→ Source document:
□ □ □ □

Liqun Diao is the winner of the 2013 Pierre Robillard Award of the Statistical Society of Canada. This prize recognizes the best PhD thesis in probability or statistics defended at a Canadian university in a given year.


Liqun’s thesis is entitled “Copula Models for Multi-type Life History Processes.”It was written at the University of Waterloo under the supervision of Richard Cook.

 
Liqun’s PhD work focused on the modeling and analysis of multifaceted life history processes. Liqun was devoted to developing innovative statistical models that have appealing marginal properties and convenient parameterizations of association. She tackled different statistical issues in the field of life history analysis including marked point processes, multiple multistate processes and bivariate survival data under right-censored or current status observation schemes. The techniques used to handle the complex dependence structures have a common theme in which multivariate density decomposition and dependence structure are modeled through copula functions. Robust estimation and model misspecification are also part of an underlying theme of this research.

□ □ □ □

→ Provided material:
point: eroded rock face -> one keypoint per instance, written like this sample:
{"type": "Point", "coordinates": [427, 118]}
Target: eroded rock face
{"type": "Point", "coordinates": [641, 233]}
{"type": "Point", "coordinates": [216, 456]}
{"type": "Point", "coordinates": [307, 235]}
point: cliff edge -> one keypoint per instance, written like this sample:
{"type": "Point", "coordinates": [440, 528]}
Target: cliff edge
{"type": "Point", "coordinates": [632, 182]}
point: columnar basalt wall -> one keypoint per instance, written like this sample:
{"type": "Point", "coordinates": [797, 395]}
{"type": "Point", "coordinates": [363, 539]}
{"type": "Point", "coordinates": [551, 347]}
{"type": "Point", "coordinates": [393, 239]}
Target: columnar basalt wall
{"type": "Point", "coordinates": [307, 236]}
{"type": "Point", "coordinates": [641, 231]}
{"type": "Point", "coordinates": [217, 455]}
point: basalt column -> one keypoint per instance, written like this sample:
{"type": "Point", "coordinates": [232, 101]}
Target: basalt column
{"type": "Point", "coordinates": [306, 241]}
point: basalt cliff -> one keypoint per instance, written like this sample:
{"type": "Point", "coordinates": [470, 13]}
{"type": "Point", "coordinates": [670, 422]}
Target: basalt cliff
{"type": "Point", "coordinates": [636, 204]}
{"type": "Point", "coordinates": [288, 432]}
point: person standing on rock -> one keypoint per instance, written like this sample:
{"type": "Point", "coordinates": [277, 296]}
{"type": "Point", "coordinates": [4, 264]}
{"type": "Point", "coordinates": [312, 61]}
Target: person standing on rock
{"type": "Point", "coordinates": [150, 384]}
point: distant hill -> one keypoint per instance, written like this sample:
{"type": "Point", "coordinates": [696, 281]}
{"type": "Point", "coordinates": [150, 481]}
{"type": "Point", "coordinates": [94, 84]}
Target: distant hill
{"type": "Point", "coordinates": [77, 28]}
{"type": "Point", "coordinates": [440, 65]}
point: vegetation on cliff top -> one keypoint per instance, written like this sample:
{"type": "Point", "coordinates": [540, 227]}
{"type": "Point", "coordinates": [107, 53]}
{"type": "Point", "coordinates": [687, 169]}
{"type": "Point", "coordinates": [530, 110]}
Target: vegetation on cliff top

□ □ □ □

→ Tasks for this exercise:
(A) In the text on Liqun Diao's award, under whose supervision was the thesis written?
(B) Carry on the text about Liqun Diao's award-winning thesis from its last sentence.

→ Responses per task:
(A) Richard Cook

(B)
Liqun was born in Jilin, China. She received her Bachelor of Economics in Statistics from the Renmin University of China in 2007. After completing her Master of Mathematics in Statistics - Biostatistics at the University of Waterloo in 2009, Liqun stayed on to join the doctoral program and defended her PhD thesis in August 2013. Liqun is currently working as a Postdoctoral Associate in the Department of Biostatistics and Computational Biology at the University of Rochester. Her postdoctoral work is to develop novel statistical methods for building, selecting and evaluating clinically relevant risk indices using recursive partitioning methods and other techniques from machine learning.
 
The criteria used in selecting the winner of the Pierre Robillard Award include the originality of ideas and techniques, the possible applications and their treatment, and the potential impact of the work. The award is named in memory of Professor Pierre Robillard, an outstanding dynamic young statistician at the Université de Montréal, whose untimely death in 1975 cut short what promised to be a highly distinguished career.


Liqun Diao will present the results of her thesis in a special session at the 42nd Annual Meeting of the Statistical Society of Canada to be held in Toronto, Ontario, May 25 to 28, 2014.